TASK REQUIREMENTS :: What you return must be an exact copy of the lines in the listing below between the line holding "Expected: for every instance of the white" and the line holding "Expected: for every instance of the translucent", inclusive, and nothing more.

RECORDS ::
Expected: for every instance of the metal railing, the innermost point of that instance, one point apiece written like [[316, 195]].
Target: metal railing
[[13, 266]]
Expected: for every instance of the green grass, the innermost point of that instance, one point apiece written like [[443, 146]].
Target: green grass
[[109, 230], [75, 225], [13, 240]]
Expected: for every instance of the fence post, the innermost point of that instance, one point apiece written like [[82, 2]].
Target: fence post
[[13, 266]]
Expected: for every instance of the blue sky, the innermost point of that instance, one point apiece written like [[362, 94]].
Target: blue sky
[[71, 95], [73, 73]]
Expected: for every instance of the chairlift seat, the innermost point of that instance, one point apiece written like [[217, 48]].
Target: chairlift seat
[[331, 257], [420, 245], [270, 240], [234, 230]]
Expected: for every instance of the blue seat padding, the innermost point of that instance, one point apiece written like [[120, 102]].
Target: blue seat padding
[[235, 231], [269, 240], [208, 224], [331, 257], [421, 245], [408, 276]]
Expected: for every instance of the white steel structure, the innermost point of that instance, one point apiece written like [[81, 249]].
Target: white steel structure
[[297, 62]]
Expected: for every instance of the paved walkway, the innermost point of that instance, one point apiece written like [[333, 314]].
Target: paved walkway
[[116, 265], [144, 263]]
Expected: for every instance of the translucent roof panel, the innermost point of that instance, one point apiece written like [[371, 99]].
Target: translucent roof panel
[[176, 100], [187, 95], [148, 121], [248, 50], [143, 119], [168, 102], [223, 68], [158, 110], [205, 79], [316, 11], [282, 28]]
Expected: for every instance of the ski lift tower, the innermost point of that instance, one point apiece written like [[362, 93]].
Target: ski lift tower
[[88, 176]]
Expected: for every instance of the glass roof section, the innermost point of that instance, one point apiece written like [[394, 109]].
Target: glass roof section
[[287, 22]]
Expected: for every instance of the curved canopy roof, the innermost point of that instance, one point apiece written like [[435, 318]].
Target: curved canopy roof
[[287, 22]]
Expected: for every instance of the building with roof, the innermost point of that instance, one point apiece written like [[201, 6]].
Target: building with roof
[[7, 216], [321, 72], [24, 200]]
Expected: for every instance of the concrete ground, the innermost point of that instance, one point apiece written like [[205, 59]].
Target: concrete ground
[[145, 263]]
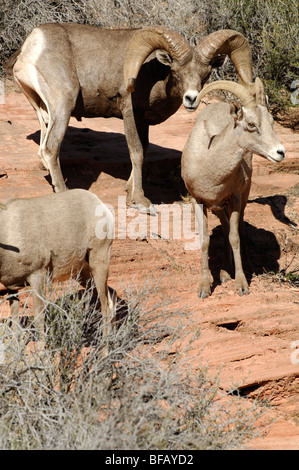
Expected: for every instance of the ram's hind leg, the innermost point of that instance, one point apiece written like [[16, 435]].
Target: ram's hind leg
[[234, 239], [53, 99], [227, 267], [99, 258], [137, 140]]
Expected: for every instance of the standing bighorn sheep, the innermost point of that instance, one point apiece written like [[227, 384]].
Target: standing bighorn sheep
[[65, 234], [217, 167], [141, 76]]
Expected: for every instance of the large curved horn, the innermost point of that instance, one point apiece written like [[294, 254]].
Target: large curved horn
[[233, 44], [147, 40], [237, 89]]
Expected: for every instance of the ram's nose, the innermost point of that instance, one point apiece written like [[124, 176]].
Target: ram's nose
[[189, 100]]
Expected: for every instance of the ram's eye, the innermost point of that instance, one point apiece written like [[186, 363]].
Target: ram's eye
[[176, 76]]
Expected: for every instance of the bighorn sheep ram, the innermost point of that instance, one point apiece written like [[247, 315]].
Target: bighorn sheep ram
[[65, 234], [217, 167], [141, 76]]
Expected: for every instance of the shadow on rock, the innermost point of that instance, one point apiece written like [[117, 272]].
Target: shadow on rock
[[85, 154], [260, 253]]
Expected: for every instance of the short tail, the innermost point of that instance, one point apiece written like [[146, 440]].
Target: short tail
[[11, 62]]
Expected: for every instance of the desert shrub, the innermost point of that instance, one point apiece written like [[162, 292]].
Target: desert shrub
[[270, 26], [67, 395]]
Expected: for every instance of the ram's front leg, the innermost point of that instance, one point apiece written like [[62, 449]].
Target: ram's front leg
[[137, 139], [204, 289], [234, 239]]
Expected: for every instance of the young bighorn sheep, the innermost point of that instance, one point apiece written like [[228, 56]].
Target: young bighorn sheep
[[65, 234], [141, 76], [217, 167]]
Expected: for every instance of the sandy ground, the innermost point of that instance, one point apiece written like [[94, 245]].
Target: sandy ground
[[250, 338]]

WRITTEN ANSWER ::
Expected: for every instance of the white steel structure, the innermost point of that instance, one point apiece written like [[81, 249]].
Target: white steel structure
[[297, 62]]
Expected: for every instance of the paved walkway, the innermost point of that instance, one point apiece written like [[333, 314]].
Target: paved walkway
[[116, 265], [144, 263]]
Expected: for every instance of the translucent roof panel, the innermost point of that instance, one point apiece written like [[371, 99]].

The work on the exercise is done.